* _What is required_: The records sit below. Return every line in them that holds the word "output".

* _Dataset records_:
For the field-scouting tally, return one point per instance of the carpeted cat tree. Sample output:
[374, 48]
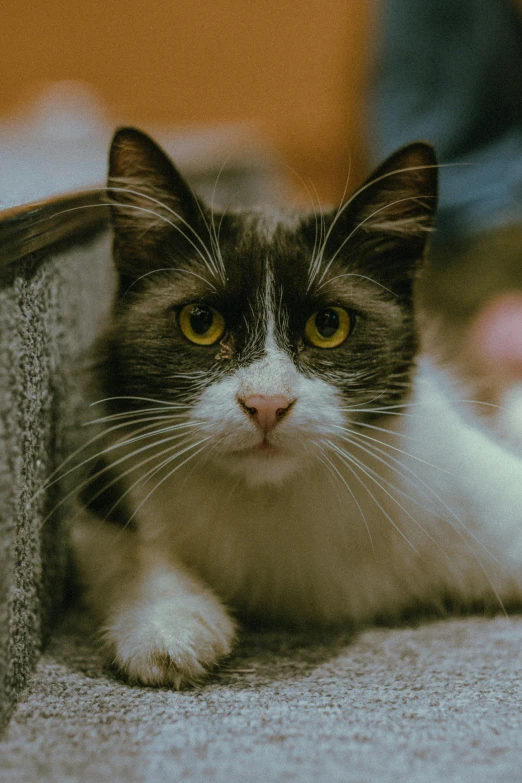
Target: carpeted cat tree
[440, 702]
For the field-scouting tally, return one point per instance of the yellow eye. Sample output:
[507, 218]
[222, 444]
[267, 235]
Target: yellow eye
[328, 328]
[201, 324]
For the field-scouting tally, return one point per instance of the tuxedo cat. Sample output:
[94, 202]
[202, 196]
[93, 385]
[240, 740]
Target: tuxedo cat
[278, 449]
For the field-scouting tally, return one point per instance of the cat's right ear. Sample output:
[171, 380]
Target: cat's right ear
[148, 196]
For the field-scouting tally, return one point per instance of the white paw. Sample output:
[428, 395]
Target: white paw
[171, 641]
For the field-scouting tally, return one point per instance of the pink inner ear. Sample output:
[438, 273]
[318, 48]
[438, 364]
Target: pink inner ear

* _Solution to this exercise_:
For the field-scouting tally, return one point per instance of the carpeted cat tree. Sample output:
For the field-scouting tally, return one point per instance of the yellow eye. Sample output:
For the field-scouting tally, return one point per instance of the tuxedo cat. Sample output:
For the field-scouting tally, return one point per instance of the cat's right ear. Sample output:
For the field-scouting tally, return one point per instance of the white paw. Sample output:
For the field-scouting tally, return one point per instance of the pink inner ear. Sample output:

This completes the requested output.